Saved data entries
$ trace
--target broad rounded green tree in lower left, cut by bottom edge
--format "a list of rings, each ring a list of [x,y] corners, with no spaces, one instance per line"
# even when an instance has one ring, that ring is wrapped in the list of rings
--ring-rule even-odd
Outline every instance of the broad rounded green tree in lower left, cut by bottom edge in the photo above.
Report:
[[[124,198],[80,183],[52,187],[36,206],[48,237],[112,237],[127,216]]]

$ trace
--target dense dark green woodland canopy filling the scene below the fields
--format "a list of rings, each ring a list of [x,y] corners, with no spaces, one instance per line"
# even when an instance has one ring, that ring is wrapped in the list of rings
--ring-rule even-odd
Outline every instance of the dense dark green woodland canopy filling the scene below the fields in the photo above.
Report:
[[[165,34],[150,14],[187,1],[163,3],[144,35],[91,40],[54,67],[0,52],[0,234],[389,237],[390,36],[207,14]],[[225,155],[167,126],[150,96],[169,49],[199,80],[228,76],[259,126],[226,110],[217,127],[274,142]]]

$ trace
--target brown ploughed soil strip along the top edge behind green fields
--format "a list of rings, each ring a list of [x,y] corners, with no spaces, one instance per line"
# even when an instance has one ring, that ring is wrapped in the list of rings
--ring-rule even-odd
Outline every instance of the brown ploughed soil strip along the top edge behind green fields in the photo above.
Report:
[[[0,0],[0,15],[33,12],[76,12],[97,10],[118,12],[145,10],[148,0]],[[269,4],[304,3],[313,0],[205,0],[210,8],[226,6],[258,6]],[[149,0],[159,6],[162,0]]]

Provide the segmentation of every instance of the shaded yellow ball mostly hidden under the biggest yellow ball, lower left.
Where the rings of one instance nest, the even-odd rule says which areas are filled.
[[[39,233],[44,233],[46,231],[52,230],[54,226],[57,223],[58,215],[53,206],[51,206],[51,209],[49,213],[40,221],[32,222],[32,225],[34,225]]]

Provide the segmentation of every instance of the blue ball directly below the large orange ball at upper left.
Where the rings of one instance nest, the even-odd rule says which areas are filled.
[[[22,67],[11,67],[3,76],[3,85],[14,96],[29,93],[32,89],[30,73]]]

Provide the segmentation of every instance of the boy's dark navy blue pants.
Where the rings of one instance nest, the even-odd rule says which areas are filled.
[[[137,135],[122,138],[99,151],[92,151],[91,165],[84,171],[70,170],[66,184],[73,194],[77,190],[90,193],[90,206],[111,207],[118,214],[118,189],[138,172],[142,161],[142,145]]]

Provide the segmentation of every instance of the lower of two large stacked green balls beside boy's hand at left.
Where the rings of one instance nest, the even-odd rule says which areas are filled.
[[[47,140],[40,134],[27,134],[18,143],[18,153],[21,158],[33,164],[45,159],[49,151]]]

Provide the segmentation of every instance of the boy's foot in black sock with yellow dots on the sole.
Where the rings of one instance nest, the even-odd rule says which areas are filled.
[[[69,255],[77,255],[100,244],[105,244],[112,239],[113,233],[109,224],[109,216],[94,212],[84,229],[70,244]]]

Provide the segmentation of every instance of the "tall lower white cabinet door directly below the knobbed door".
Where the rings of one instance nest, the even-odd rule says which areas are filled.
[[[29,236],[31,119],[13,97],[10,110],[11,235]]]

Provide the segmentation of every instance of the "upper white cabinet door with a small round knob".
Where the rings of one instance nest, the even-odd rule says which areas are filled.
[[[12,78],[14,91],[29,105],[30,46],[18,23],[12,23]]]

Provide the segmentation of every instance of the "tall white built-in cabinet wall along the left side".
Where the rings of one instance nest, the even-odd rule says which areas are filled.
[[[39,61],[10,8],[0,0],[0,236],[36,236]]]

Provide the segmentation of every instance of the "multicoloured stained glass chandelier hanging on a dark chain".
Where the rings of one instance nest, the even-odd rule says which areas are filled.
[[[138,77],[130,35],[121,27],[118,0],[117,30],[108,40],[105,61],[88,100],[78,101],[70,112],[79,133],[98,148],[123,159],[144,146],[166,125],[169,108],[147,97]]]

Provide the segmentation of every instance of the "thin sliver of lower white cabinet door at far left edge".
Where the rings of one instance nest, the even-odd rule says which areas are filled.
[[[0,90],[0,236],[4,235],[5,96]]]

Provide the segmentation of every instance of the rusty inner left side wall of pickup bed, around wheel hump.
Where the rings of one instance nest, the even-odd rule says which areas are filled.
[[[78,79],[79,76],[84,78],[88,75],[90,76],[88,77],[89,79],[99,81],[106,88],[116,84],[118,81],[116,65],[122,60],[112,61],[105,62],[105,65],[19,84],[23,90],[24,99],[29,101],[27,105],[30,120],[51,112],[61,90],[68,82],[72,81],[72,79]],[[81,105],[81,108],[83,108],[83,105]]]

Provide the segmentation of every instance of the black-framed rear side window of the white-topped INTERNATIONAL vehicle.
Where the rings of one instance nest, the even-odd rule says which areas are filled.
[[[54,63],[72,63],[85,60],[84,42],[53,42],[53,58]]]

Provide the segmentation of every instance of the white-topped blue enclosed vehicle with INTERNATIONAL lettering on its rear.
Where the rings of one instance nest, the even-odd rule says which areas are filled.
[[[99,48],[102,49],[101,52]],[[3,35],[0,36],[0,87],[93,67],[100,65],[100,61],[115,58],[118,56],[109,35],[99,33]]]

• _WHAT TO WORK ON_:
Only the lines above starting at the line that holds "--target broad rounded" and ending at the line that holds "Provide the segmentation of every instance of the blue" are to be repeated, exactly and in full.

• _THE COMPLETED TASK_:
--target broad rounded green tree in lower left, cut by bottom edge
--format "a list of rings, each ring a list of [x,y] corners, with no spaces, one instance per line"
# even when an instance has one ring, that ring is wrapped in the list of rings
--ring-rule even-odd
Outline every instance of the broad rounded green tree in lower left, cut by bottom edge in the photo above.
Report:
[[[124,198],[80,183],[52,187],[36,206],[48,237],[112,237],[127,216]]]

$ trace
--target dense dark green woodland canopy filling the scene below the fields
--format "a list of rings, each ring a list of [x,y] corners, with no spaces, one instance per line"
# even when an instance has one ring, that ring is wrapped in the list of rings
--ring-rule even-odd
Outline every instance of the dense dark green woodland canopy filling the scene below the fields in the photo above.
Report:
[[[165,34],[150,14],[187,1],[163,3],[144,35],[91,40],[54,67],[0,52],[0,234],[389,237],[390,36],[207,14]],[[225,155],[167,126],[150,96],[169,49],[199,80],[228,76],[259,126],[226,110],[217,127],[274,142]]]

$ trace
--target brown ploughed soil strip along the top edge behind green fields
--format "a list of rings, each ring a list of [x,y] corners, with no spaces, one instance per line"
# even when an instance has one ring, that ring is wrapped in the list of rings
--ring-rule even-odd
Outline every instance of the brown ploughed soil strip along the top edge behind green fields in the photo above.
Report:
[[[0,0],[0,15],[33,12],[76,12],[97,10],[118,12],[145,10],[148,0]],[[269,4],[304,3],[313,0],[205,0],[210,8],[226,6],[258,6]],[[149,0],[159,6],[162,0]]]

Provide the segmentation of every instance of the shaded yellow ball mostly hidden under the biggest yellow ball, lower left.
Where the rings of one instance nest, the even-odd rule says which areas are filled.
[[[39,233],[44,233],[46,231],[52,230],[54,226],[57,223],[58,215],[53,206],[51,206],[51,209],[49,213],[40,221],[32,222],[32,225],[34,225]]]

Provide the segmentation of every instance of the blue ball directly below the large orange ball at upper left.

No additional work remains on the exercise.